Coordinate labeling data:
········
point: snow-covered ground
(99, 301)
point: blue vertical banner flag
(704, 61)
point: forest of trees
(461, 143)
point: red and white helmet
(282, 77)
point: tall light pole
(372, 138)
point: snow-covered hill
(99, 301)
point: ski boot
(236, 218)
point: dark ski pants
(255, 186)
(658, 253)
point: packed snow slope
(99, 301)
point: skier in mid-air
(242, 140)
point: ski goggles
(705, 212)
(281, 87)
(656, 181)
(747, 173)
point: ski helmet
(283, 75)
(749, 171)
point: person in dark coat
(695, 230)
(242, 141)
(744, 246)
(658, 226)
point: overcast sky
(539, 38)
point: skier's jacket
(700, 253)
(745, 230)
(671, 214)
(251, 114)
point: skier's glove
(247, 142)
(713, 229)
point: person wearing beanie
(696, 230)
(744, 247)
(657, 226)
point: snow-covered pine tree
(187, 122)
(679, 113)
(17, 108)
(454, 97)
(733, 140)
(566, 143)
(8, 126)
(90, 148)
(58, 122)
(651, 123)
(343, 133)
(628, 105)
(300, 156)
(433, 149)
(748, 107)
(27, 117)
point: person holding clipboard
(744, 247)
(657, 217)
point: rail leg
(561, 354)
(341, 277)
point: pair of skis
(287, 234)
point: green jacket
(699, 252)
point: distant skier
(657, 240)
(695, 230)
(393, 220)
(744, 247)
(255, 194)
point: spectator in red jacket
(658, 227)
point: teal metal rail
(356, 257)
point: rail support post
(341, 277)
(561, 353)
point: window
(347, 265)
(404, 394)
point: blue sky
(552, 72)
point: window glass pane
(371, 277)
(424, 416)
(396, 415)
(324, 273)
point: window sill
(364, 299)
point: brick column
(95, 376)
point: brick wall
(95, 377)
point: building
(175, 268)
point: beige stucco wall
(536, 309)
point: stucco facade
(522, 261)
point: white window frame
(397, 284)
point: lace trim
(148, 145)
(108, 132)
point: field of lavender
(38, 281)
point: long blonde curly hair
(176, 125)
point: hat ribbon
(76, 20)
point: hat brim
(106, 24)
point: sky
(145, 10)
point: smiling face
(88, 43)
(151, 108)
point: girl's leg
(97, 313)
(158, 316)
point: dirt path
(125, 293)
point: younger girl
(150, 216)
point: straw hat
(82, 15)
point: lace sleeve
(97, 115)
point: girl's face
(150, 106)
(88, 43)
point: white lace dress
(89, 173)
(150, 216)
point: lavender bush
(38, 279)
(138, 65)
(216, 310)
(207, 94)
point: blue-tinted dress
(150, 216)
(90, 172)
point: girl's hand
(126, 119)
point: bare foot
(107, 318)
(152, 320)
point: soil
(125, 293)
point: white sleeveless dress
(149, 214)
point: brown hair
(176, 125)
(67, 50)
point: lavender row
········
▶ _TASK REQUIREMENTS_
Switch every "snow-covered" in the material to "snowy" and write out all of it again, with nothing else altered.

▶ _WRITTEN REPLY_
point: snowy ground
(99, 301)
point: blue vertical banner flag
(704, 61)
point: forest of trees
(461, 143)
point: red and white helmet
(282, 77)
point: tall light pole
(372, 138)
point: snowy hill
(99, 301)
point: ski boot
(236, 218)
point: dark ski pants
(255, 186)
(658, 253)
point: packed snow slope
(99, 301)
point: skier in mid-air
(242, 140)
point: ski goggles
(705, 212)
(281, 87)
(656, 181)
(747, 173)
point: ski helmet
(283, 75)
(749, 171)
point: person in dark coat
(695, 230)
(242, 141)
(744, 246)
(658, 226)
point: overcast sky
(539, 38)
point: skier's jacket
(700, 253)
(745, 230)
(671, 214)
(251, 114)
point: skier's glove
(247, 142)
(713, 229)
point: person wearing beanie
(696, 230)
(744, 247)
(657, 226)
point: snowy pine tree
(187, 122)
(679, 113)
(17, 108)
(454, 97)
(733, 140)
(566, 143)
(8, 126)
(90, 148)
(58, 122)
(651, 123)
(343, 133)
(628, 105)
(300, 156)
(433, 149)
(748, 107)
(27, 117)
point: person holding clipboard
(744, 247)
(657, 217)
point: rail leg
(561, 354)
(341, 277)
point: pair of skis
(287, 234)
point: green jacket
(699, 252)
point: distant skier
(657, 240)
(695, 230)
(393, 220)
(744, 247)
(255, 194)
point: spectator in red jacket
(658, 227)
point: teal metal rail
(356, 257)
point: rail support post
(341, 277)
(561, 353)
point: window
(347, 265)
(404, 394)
point: blue sky
(552, 72)
point: window glass pane
(371, 277)
(424, 416)
(396, 415)
(324, 273)
point: window sill
(364, 299)
point: brick column
(95, 376)
point: brick wall
(95, 377)
point: building
(175, 268)
point: beige stucco wall
(536, 309)
point: stucco facade
(522, 261)
point: white window frame
(397, 284)
point: lace trim
(148, 145)
(108, 132)
point: field of lavender
(38, 281)
point: long blonde curly hair
(176, 125)
point: hat ribbon
(76, 20)
point: hat brim
(106, 24)
point: sky
(145, 10)
point: smiling face
(88, 43)
(151, 108)
point: girl's leg
(97, 313)
(158, 316)
point: dirt path
(125, 293)
point: younger girl
(150, 216)
point: straw hat
(82, 15)
point: lace sleeve
(97, 115)
point: girl's face
(150, 106)
(88, 43)
point: white lace dress
(89, 173)
(150, 216)
point: lavender bush
(38, 279)
(138, 65)
(216, 310)
(207, 94)
point: blue-tinted dress
(150, 216)
(90, 172)
point: girl's hand
(126, 119)
point: bare foot
(107, 318)
(152, 320)
point: soil
(125, 293)
point: white sleeveless dress
(149, 214)
point: brown hair
(176, 125)
(67, 50)
point: lavender row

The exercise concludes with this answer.